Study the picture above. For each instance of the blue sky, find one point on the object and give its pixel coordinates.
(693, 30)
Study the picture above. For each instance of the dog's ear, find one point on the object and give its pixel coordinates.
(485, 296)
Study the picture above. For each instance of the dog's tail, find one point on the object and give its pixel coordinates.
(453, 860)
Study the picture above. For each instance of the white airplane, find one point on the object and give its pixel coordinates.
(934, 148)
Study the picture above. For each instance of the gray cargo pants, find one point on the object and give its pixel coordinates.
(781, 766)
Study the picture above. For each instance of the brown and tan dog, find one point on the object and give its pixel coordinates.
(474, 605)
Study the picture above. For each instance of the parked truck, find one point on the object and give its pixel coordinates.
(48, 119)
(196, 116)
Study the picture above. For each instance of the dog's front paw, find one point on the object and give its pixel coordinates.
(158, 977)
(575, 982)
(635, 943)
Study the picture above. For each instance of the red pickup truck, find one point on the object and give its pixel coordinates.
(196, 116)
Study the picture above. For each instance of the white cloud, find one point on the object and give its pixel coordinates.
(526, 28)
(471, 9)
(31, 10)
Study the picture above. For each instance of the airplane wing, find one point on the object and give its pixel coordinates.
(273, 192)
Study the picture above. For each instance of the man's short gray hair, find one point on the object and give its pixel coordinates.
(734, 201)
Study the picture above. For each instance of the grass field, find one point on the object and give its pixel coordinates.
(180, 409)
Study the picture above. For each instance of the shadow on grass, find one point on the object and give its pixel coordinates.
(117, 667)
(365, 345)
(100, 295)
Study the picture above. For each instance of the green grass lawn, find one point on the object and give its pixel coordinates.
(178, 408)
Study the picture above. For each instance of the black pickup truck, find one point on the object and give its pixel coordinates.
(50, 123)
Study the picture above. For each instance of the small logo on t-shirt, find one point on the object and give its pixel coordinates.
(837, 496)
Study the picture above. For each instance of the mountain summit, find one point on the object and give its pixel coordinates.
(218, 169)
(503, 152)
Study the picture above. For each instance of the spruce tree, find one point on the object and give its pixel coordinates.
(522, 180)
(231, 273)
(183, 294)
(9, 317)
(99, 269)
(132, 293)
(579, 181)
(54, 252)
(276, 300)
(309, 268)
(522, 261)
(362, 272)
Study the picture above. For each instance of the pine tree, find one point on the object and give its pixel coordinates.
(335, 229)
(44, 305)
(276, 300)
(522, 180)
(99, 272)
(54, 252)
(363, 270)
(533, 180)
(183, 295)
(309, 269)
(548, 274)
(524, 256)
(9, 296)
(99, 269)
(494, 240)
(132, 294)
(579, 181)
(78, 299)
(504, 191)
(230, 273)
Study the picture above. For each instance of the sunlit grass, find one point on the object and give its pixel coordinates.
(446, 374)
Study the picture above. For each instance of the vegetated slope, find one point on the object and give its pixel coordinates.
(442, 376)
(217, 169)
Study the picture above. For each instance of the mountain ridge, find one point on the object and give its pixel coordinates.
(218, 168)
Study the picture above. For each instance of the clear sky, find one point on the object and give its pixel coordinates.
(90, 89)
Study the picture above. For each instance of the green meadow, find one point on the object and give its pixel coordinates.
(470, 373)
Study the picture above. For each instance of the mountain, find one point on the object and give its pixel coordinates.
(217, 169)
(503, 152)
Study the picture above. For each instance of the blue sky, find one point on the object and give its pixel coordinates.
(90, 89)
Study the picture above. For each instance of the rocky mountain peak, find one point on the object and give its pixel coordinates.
#####
-- Requirement --
Reproduce every item above word for word, in the same order.

-- Expected answer --
Study the picture above. For each instance of the blue sky, find one point on the object and give its pixel coordinates.
(693, 30)
Study the picture above. For each instance of the dog's ear, find one point on the object and give its pixel coordinates.
(485, 296)
Study the picture above. For each instance of the dog's tail, find one point on the object and give its pixel coordinates.
(453, 860)
Study the picture above. For each instance of the white airplane, find one point on the object and give its pixel coordinates.
(934, 148)
Study the picture above. For each instance of the gray cargo pants, find one point on the object and give its pixel coordinates.
(781, 766)
Study the picture above. For each instance of the brown and tan dog, find one point on the object and give its pixel coordinates.
(474, 605)
Study the picture above. For each instance of the parked truck, find one point on the object and give its pixel coordinates.
(48, 119)
(196, 116)
Study the picture above. For each instance of the dog's front paw, find one point on the object and give its pixel coordinates.
(158, 977)
(575, 982)
(635, 943)
Study the picture above. For each instance of the red pickup truck, find one point on the object and give its pixel coordinates.
(196, 116)
Study the picture above. For each instance of the white cloud, find one point on the object and give its pixel coordinates.
(526, 28)
(471, 9)
(31, 10)
Study the picture above. For each instance of the airplane wing, find one point on the object and give its pixel coordinates.
(273, 192)
Study the picture above. For each instance of the man's short gray hair, find one point on the object and give its pixel coordinates.
(734, 201)
Study the picture above. For each instance of the grass field, find one point on the object and give its pixel coordinates.
(180, 409)
Study the picture above. For each instance of the shadow on grass, find one point on the object and give its pixel coordinates.
(117, 667)
(365, 345)
(100, 295)
Study the picture above. For each instance of the green grass lawn, find one point on the object and give its pixel coordinates.
(178, 408)
Study the picture above. For each instance of the black pickup truck, find one point on the object and give its pixel coordinates.
(50, 123)
Study the picture above. For each instance of the small logo on t-shirt, find one point on the object and give its pixel coordinates.
(837, 496)
Study the picture above. For each instance of the mountain summit, find one point on the object and give its pixel coordinates.
(218, 169)
(503, 152)
Study the picture above. For each instance of the spruce tree, find one point on the object and give its pixel coordinates.
(522, 180)
(231, 273)
(183, 294)
(9, 317)
(99, 269)
(132, 293)
(579, 181)
(54, 252)
(276, 300)
(309, 268)
(522, 261)
(362, 272)
Study the picture above. For each instance of the pine tree, find one point on the object and give its pixel coordinates.
(335, 229)
(44, 305)
(276, 300)
(522, 180)
(99, 272)
(54, 252)
(363, 270)
(533, 180)
(183, 295)
(309, 269)
(548, 274)
(524, 256)
(9, 296)
(99, 269)
(494, 240)
(132, 294)
(579, 181)
(78, 299)
(504, 191)
(230, 273)
Study the picture above. For each instance of the sunlit grass, find one point on the object and give its pixel coordinates.
(446, 374)
Study the picture above. For each instance of the vegetated slope, find one point on the object and give its pixel coordinates.
(442, 376)
(217, 169)
Study the picture above. For each instance of the mountain ridge, find one point on the object and give its pixel coordinates.
(218, 168)
Study the picture above. For each instance of the clear sky, find one point on the object and give its pixel coordinates.
(90, 89)
Study the picture above. For each instance of the green meadow, find one point on the object and give its pixel coordinates.
(470, 373)
Study the picture above. For each instance of the mountain, find one point on the object and give its pixel coordinates.
(217, 169)
(503, 152)
Study the picture above. For each instance of the blue sky, find one point on the object and give its pixel coordinates.
(90, 89)
Study the picture above. For each instance of the rocky mountain peak, find one point on the object and give its pixel coordinates.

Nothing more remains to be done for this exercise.